Problem to work on → Set every record down again, identical to the original.

Material for this exercise →
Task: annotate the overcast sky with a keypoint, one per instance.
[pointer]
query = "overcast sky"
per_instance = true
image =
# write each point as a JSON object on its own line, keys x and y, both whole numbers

Written solution →
Task: annotate the overcast sky with a keypoint, one per instance.
[pointer]
query = "overcast sky"
per_instance = true
image =
# write each point as a JSON object on its own line, keys x and y, both whole numbers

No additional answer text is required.